Compute how many lines in the entries below include the string "above". Only the number is wanted.

---------------

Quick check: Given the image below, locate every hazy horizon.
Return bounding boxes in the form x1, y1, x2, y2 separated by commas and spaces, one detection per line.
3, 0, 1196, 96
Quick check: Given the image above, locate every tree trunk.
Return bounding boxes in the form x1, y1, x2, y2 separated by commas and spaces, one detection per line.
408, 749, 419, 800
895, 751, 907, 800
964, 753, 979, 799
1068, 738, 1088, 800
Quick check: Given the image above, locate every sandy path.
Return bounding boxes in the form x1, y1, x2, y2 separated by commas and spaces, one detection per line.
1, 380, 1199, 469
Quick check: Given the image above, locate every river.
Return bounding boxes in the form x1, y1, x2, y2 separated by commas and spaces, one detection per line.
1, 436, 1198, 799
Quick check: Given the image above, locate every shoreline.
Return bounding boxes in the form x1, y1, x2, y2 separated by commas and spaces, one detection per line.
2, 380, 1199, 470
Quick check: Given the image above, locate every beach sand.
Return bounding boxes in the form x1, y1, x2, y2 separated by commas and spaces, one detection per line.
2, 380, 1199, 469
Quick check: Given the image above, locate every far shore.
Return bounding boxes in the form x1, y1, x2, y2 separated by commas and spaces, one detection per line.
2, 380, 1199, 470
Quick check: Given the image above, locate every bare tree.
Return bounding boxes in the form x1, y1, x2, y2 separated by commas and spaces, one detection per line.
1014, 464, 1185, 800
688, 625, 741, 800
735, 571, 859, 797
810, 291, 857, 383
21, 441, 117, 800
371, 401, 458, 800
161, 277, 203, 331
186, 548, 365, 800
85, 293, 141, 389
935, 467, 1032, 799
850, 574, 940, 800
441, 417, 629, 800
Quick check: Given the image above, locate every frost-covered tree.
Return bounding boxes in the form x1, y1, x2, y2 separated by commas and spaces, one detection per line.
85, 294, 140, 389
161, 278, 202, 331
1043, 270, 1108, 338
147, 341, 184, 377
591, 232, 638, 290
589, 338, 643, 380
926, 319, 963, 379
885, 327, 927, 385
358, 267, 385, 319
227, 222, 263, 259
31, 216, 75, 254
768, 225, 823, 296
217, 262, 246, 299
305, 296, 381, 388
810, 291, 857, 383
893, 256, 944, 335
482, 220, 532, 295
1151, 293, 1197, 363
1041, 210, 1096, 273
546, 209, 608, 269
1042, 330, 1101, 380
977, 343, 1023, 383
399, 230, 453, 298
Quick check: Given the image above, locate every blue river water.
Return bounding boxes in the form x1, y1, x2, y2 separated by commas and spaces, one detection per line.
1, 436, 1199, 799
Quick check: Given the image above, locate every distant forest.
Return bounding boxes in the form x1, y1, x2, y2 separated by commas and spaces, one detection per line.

---------------

▶ [Task output]: 10